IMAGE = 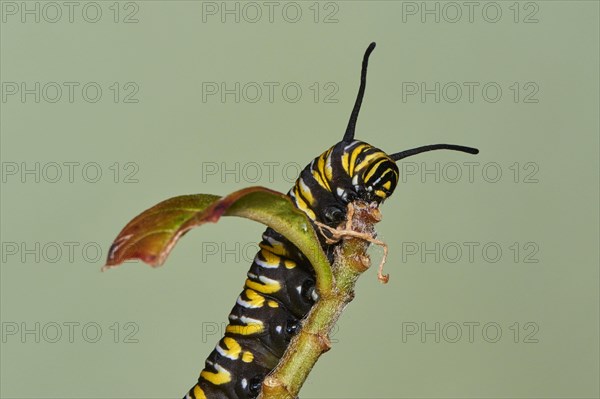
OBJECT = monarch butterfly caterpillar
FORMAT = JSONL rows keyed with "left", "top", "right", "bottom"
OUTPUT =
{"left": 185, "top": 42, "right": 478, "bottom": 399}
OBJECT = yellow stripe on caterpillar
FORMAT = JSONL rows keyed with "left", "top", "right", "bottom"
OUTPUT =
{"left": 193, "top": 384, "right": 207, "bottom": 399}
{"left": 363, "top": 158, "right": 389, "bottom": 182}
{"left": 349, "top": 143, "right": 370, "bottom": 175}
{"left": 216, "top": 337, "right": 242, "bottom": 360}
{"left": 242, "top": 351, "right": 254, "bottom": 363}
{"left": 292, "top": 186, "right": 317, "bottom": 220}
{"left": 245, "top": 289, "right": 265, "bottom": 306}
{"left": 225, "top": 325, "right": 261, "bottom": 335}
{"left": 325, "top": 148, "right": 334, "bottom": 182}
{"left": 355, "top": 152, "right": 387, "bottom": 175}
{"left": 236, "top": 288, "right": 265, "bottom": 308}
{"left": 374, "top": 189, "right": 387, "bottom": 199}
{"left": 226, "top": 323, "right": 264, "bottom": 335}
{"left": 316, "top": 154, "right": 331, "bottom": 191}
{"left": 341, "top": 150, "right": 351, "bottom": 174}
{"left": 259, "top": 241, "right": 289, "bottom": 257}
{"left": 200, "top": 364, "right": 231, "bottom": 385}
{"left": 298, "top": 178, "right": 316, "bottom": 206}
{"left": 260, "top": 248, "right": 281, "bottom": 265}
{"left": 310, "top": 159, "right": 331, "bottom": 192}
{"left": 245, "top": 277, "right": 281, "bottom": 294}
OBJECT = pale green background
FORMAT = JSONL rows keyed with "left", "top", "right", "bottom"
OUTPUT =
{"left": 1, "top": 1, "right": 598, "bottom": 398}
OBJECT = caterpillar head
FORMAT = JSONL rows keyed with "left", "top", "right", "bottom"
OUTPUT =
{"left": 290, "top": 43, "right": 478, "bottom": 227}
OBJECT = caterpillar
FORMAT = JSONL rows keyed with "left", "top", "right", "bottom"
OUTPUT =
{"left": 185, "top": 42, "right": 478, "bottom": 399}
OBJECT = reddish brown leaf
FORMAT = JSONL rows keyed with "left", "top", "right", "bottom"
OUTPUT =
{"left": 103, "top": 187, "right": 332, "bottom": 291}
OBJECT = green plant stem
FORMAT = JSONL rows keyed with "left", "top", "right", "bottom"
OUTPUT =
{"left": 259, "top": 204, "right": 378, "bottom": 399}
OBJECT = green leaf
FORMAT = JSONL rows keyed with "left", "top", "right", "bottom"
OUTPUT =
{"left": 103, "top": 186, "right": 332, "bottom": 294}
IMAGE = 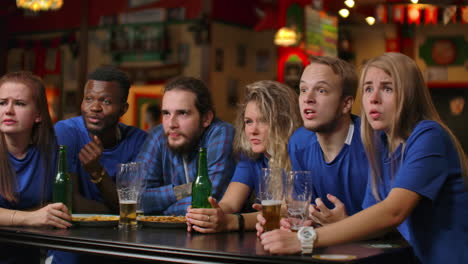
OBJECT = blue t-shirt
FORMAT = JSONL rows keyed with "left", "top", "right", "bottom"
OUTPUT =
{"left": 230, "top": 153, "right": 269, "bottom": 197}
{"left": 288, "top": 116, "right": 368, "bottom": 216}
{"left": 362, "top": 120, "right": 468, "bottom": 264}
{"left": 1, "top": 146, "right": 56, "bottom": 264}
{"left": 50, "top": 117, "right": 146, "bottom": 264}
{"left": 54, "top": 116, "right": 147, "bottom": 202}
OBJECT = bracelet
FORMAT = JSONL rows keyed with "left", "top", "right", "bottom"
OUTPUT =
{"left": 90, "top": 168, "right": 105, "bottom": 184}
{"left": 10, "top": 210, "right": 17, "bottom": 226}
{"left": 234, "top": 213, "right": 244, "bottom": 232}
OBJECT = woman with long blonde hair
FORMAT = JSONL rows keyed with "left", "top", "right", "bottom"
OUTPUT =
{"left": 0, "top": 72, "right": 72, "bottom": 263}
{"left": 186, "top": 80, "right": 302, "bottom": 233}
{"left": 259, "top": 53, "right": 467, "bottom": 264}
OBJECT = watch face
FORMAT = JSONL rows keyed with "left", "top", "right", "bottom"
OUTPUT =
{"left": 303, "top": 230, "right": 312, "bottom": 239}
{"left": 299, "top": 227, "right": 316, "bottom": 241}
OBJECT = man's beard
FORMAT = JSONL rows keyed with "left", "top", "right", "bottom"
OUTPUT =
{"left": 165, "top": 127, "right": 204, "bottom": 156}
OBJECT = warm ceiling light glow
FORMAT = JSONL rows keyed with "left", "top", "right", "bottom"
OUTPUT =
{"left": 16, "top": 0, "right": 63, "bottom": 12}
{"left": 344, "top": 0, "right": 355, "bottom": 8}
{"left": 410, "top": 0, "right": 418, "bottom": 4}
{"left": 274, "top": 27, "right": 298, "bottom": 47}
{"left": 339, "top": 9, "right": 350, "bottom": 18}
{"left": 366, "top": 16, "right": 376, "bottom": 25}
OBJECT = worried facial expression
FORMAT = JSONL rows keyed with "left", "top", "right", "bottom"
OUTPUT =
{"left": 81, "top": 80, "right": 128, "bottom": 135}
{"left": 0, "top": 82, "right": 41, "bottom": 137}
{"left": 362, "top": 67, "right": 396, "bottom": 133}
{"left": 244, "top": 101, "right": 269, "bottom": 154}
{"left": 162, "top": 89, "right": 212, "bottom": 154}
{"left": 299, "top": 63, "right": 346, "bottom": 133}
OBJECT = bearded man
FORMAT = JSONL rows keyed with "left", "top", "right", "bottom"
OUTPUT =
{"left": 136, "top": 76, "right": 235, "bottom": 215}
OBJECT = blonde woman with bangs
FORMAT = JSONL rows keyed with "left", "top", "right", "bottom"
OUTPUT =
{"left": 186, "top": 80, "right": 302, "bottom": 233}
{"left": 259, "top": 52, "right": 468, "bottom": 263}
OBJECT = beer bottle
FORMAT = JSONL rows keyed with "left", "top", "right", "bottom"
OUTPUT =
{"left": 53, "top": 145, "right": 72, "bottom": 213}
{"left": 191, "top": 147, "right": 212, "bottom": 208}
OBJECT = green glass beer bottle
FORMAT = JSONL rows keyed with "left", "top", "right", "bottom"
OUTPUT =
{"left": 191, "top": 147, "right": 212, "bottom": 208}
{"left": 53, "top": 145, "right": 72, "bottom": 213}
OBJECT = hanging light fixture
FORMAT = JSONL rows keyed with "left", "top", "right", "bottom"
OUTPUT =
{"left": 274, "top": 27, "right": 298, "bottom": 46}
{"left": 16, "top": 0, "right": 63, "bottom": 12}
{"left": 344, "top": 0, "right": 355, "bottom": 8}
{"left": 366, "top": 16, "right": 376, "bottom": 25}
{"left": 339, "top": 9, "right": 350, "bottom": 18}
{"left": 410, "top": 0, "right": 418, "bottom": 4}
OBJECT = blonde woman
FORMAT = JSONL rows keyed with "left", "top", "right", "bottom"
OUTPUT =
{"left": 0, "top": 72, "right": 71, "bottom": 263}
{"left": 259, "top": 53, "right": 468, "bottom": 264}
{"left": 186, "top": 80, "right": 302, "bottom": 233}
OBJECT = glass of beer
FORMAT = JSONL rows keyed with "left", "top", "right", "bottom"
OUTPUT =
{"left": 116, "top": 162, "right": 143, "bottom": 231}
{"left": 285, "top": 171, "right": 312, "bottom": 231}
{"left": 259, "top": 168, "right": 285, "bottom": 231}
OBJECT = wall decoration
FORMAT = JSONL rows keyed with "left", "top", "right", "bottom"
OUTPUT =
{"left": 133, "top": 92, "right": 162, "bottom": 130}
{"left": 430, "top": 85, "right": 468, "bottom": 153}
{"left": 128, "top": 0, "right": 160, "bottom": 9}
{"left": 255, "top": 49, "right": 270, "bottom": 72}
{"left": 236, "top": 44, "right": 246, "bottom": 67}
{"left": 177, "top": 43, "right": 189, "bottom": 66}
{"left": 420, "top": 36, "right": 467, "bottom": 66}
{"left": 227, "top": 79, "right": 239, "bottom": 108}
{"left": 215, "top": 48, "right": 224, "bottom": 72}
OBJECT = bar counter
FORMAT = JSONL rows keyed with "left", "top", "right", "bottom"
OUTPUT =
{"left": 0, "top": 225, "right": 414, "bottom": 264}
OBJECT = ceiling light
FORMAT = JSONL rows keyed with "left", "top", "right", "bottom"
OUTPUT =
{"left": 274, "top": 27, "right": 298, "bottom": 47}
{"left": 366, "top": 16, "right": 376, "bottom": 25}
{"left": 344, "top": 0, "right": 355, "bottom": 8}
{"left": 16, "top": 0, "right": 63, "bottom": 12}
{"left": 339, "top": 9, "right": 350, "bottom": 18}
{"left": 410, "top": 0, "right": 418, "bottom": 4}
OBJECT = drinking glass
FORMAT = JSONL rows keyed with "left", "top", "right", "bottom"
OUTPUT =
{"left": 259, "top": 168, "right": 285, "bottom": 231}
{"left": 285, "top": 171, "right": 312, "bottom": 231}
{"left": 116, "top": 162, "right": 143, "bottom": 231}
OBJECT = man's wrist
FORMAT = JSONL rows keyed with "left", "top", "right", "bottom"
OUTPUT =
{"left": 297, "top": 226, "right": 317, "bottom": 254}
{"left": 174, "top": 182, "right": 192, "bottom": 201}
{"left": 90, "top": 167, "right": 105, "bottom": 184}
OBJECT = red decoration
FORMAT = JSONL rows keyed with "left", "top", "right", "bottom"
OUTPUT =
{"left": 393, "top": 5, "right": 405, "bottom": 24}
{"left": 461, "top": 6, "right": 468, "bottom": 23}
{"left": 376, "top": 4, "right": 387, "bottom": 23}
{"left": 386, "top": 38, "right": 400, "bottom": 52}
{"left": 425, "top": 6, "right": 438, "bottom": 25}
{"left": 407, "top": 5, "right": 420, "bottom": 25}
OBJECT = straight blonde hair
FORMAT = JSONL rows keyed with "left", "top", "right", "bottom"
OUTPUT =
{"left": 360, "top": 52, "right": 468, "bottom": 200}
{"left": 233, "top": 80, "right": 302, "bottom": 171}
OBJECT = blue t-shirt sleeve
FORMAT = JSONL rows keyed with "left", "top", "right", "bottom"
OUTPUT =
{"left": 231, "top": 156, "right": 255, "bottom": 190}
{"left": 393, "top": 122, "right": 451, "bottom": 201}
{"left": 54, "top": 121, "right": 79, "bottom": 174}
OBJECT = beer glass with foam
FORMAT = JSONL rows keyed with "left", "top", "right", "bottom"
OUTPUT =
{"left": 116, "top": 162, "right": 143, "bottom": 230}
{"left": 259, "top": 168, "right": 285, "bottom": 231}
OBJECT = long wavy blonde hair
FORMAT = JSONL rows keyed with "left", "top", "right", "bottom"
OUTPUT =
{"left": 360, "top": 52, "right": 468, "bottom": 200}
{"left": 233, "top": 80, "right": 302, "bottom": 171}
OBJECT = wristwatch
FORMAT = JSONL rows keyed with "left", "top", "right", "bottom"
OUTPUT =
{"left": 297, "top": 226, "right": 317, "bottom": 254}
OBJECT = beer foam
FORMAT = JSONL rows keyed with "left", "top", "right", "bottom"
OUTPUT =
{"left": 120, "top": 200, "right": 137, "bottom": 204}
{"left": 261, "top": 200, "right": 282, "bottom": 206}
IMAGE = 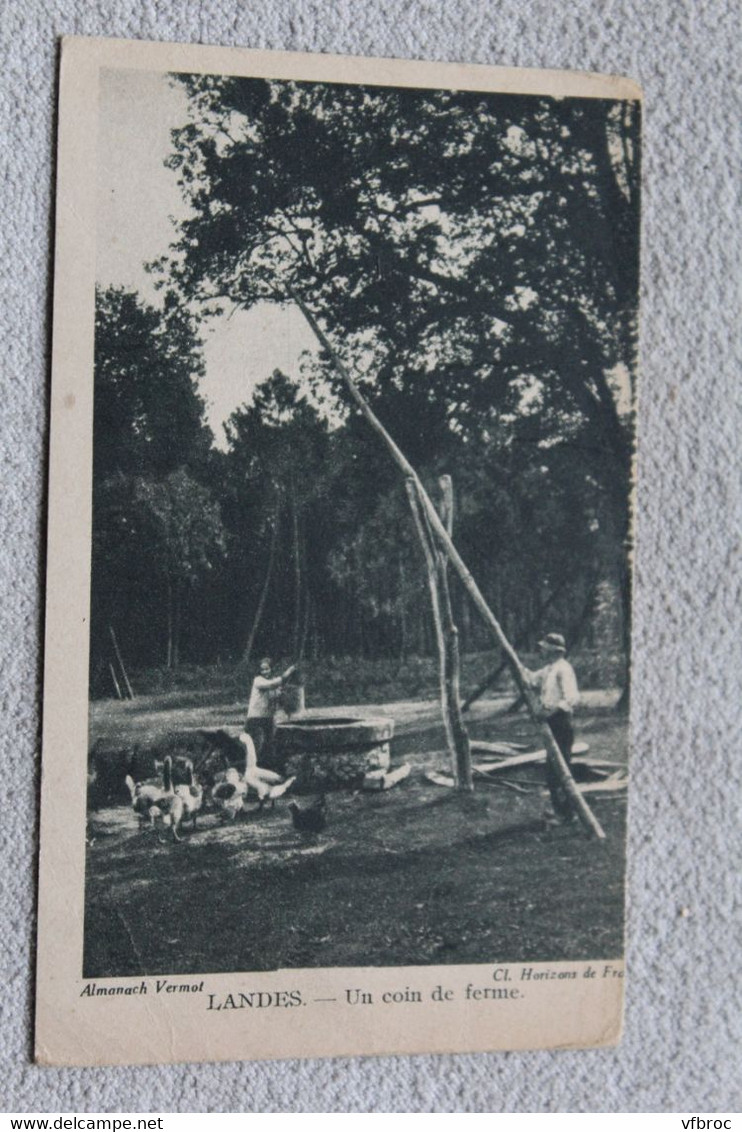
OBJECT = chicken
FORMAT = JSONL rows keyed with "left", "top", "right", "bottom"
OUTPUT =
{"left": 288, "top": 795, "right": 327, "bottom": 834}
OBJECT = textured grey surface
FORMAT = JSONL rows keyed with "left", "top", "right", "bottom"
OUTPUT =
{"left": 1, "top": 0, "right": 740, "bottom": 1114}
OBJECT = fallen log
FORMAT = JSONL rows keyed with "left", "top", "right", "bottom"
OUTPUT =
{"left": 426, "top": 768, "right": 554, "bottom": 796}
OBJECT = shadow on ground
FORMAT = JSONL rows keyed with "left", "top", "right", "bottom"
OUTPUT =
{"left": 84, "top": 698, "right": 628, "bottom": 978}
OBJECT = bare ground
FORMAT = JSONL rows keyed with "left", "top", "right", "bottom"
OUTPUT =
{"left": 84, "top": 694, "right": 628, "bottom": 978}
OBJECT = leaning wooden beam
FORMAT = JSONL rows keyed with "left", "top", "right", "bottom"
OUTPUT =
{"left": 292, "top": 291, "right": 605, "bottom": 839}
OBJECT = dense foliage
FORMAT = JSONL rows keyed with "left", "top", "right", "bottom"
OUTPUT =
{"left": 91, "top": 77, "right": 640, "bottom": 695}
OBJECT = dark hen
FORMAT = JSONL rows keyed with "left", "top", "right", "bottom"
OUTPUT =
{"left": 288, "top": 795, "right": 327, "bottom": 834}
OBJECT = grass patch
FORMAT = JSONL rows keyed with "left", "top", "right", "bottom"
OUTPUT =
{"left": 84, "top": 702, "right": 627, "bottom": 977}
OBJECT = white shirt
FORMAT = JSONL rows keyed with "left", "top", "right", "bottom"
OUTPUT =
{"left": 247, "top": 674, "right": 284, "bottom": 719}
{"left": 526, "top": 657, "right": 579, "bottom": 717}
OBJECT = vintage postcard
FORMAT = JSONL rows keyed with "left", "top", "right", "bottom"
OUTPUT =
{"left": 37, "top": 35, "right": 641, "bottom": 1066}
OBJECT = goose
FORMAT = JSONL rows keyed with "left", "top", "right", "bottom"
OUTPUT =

» Try it: When a line in the material above includes "long", report that line by copying it.

» Output for this task:
OBJECT = woman with long blonde hair
OBJECT = long wavy blonde hair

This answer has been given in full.